== Entries from a pointing dataset ==
━━━━━━━━━━━━━━━━━━━━
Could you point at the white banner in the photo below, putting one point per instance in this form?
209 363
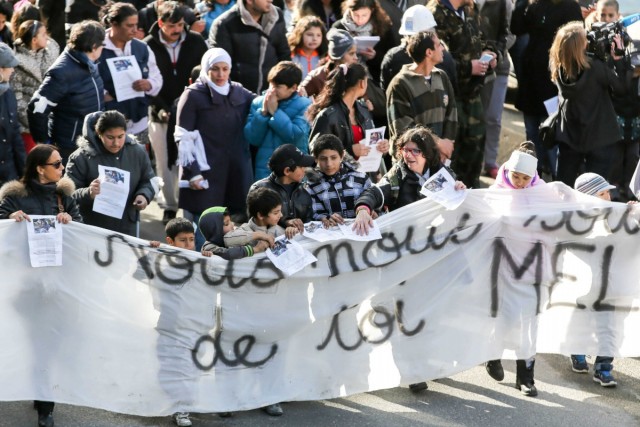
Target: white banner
131 329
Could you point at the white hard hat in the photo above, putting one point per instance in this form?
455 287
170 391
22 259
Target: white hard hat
415 19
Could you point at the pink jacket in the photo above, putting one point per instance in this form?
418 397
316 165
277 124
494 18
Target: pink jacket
502 180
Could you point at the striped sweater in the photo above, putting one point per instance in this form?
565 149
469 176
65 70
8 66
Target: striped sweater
412 100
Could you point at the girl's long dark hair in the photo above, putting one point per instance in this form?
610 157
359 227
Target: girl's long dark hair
296 40
338 82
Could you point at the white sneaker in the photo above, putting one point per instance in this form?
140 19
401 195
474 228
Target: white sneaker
182 419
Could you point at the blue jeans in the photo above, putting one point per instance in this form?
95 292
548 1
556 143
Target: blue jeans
571 163
547 159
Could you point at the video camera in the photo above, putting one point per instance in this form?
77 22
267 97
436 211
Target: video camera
602 34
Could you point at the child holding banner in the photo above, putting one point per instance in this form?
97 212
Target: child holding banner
215 223
594 185
519 172
334 185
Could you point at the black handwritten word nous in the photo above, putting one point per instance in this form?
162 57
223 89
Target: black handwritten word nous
187 267
391 244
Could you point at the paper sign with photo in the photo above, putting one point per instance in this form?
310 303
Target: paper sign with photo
114 191
364 42
44 234
289 256
124 71
441 189
371 162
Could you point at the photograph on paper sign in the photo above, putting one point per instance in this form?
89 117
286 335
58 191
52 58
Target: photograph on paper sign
437 184
44 225
375 137
113 176
311 227
122 64
280 247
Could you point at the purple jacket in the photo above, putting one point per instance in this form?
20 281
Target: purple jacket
220 121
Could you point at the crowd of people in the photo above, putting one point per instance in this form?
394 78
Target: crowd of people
258 111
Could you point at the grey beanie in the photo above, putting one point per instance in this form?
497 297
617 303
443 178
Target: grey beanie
7 58
340 42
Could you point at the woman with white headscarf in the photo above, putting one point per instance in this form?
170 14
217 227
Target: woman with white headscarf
215 157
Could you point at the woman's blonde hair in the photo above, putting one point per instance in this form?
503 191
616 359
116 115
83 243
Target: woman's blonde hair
568 52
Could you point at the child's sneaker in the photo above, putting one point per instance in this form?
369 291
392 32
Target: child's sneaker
579 363
604 378
182 419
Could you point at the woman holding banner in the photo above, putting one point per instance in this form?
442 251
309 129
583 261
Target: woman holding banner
41 191
417 158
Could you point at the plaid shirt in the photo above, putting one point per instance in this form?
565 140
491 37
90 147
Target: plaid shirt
337 193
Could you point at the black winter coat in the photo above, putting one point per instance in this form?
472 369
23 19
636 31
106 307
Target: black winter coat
296 206
83 168
12 154
38 199
588 120
254 50
71 89
399 187
174 79
541 21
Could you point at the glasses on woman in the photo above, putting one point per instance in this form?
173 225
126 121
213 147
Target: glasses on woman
55 164
34 29
414 151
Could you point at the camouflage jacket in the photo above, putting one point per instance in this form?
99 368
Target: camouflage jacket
464 39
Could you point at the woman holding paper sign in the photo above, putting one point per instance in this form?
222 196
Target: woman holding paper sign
41 191
366 18
339 111
105 145
418 158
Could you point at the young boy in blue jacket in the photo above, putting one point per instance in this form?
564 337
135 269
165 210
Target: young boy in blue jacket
278 116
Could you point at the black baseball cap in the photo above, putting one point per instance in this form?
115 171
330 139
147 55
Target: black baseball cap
289 156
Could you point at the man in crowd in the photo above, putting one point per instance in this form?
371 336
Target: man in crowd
148 16
459 28
253 33
177 51
422 94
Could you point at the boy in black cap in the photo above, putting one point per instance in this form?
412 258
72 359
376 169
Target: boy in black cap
288 164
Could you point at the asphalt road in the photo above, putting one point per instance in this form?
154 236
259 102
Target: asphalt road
470 398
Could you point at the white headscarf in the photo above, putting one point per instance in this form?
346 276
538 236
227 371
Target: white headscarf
213 56
522 162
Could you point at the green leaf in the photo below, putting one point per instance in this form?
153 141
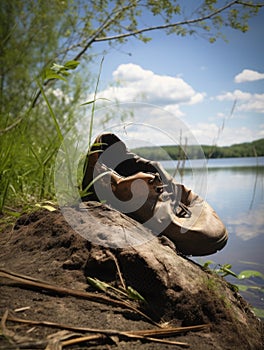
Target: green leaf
250 273
46 206
51 75
71 64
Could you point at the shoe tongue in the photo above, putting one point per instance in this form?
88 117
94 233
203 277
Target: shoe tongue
108 140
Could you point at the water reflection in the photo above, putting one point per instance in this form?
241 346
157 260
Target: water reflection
235 189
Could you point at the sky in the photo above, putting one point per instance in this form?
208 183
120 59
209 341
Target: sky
215 92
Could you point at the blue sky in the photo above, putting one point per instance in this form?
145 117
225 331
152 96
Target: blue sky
193 81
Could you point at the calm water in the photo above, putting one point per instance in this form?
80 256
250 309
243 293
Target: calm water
234 187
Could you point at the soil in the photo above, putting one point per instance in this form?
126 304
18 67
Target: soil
42 245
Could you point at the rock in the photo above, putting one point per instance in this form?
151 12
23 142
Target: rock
177 290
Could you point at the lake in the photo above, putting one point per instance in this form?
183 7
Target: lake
234 187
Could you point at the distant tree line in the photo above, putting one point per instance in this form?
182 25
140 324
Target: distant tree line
247 149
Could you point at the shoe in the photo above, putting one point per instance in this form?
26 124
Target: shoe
145 191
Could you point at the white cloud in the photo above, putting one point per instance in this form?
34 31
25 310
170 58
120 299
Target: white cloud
247 102
235 95
133 83
248 75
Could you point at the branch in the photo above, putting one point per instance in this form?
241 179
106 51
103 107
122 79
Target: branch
170 25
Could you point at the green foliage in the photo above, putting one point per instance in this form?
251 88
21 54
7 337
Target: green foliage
41 42
120 293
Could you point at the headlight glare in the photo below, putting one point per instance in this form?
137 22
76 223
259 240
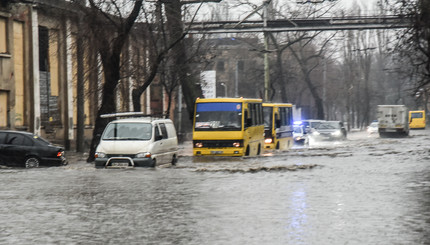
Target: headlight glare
143 155
100 155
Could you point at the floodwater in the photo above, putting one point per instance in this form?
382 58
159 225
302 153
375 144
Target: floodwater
366 190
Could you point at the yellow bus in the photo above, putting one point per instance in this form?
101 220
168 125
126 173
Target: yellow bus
417 119
228 127
278 126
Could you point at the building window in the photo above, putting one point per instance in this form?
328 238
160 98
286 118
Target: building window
3 36
220 66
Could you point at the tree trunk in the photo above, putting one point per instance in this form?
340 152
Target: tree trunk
190 89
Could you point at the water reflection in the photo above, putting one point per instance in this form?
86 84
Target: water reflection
367 191
297 216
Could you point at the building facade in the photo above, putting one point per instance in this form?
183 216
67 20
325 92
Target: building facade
39 73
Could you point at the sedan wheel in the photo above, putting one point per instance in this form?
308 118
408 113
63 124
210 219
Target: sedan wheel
31 162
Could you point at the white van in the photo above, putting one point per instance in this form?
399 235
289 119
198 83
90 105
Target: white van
137 142
393 120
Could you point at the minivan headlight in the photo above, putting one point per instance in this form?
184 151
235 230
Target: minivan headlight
143 155
337 133
100 155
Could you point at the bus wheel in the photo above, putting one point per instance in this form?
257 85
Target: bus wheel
247 151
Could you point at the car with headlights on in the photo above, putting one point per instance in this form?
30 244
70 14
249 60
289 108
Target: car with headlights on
329 130
300 136
137 141
373 128
24 149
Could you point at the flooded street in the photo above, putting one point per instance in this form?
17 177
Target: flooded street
365 190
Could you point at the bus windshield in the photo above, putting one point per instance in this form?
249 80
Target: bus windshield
267 111
416 115
226 116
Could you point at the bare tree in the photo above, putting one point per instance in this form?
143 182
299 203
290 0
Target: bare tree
308 57
109 29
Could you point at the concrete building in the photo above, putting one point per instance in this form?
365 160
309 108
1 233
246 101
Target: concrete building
39 72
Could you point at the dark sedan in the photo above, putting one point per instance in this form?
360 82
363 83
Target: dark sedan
329 130
28 150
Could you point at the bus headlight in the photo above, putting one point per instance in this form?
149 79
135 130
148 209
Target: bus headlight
268 140
100 155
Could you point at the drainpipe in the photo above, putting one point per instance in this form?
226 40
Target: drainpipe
36 74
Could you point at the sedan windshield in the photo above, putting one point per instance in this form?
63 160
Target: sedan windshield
128 131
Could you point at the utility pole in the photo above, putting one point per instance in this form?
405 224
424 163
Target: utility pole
266 52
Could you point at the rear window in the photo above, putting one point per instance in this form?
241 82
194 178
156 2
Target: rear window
2 138
128 131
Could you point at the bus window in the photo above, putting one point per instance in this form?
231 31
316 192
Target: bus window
228 127
215 116
417 120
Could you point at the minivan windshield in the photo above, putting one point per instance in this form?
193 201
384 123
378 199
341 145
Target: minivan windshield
225 116
128 131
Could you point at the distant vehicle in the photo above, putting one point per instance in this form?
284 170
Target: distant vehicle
417 120
228 127
393 120
137 142
24 149
300 135
373 128
278 126
329 130
311 123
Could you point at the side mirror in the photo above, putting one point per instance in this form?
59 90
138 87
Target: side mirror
248 122
278 123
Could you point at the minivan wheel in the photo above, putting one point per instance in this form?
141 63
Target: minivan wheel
174 160
247 151
31 162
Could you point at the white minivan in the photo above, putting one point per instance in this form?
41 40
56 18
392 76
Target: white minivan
137 142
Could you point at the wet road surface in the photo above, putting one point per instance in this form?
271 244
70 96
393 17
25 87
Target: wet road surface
366 190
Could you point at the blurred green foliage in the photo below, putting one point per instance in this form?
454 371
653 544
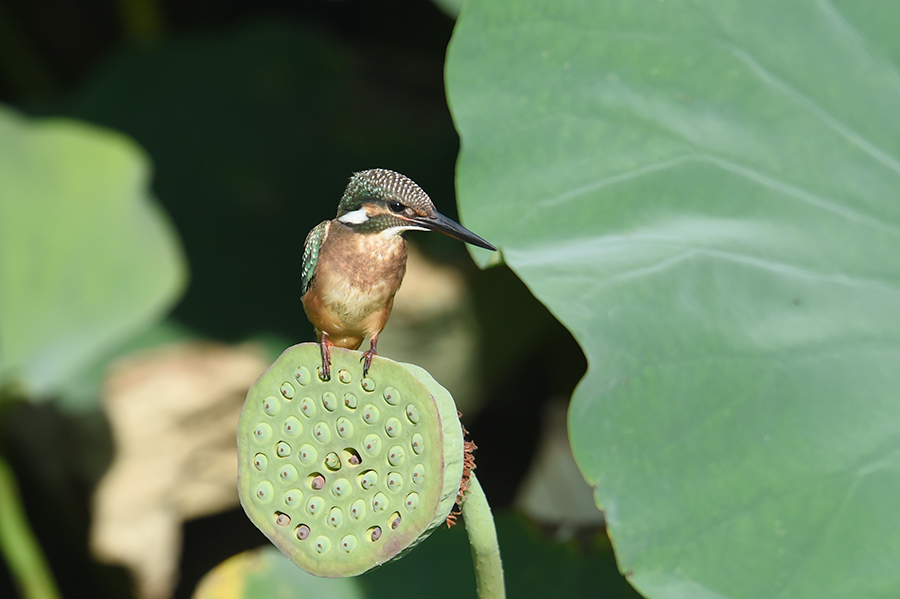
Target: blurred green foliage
━━━━━━━━━━━━━━━━━━━━
Write out exactly the lines from the line holding "Could you point at the utility" through the last line of the records above, inclusive, and nothing more. Leave out the pictures.

Could you point at the utility pole in the photo above, putting one point per instance in this form?
405 224
424 163
Target: utility pole
266 52
Could you point at the rear window in the photo above, putting one point per instance in this form?
241 82
194 178
156 2
Target: rear window
2 138
128 131
Could you point at the bus window in the photo above, putting one point per instance in this form?
231 31
316 192
Target: bus window
228 127
215 116
417 120
Could you point at the minivan windshield in the photo above, putting one point per instance in this form?
193 201
384 123
378 199
341 145
Target: minivan windshield
225 116
128 131
Could you point at the distant vehicle in the photo above, putting one point per instance in this form?
284 170
Target: distant vehicle
417 120
228 127
393 120
137 142
24 149
300 135
373 128
278 126
329 130
311 123
Could you point at the side mirror in the photo above, putting one point per instance in this form?
59 90
138 87
Target: side mirror
248 122
278 123
Could you point at the minivan wheel in the photo above, putting one point per instance in this form?
141 63
Target: minivan wheel
174 160
247 151
31 162
Could you point at the white minivan in the photo above, putting one point per instance in this form?
41 40
56 18
392 76
Target: white minivan
137 142
Could you point at the wet road surface in the photo above, putting one point per instance in this form?
271 244
70 96
393 17
25 87
Target: wet road surface
366 190
Could you point at the blurred green foliage in the photo below, putting one point per instance in this form?
454 371
653 544
Target: blurred green foliage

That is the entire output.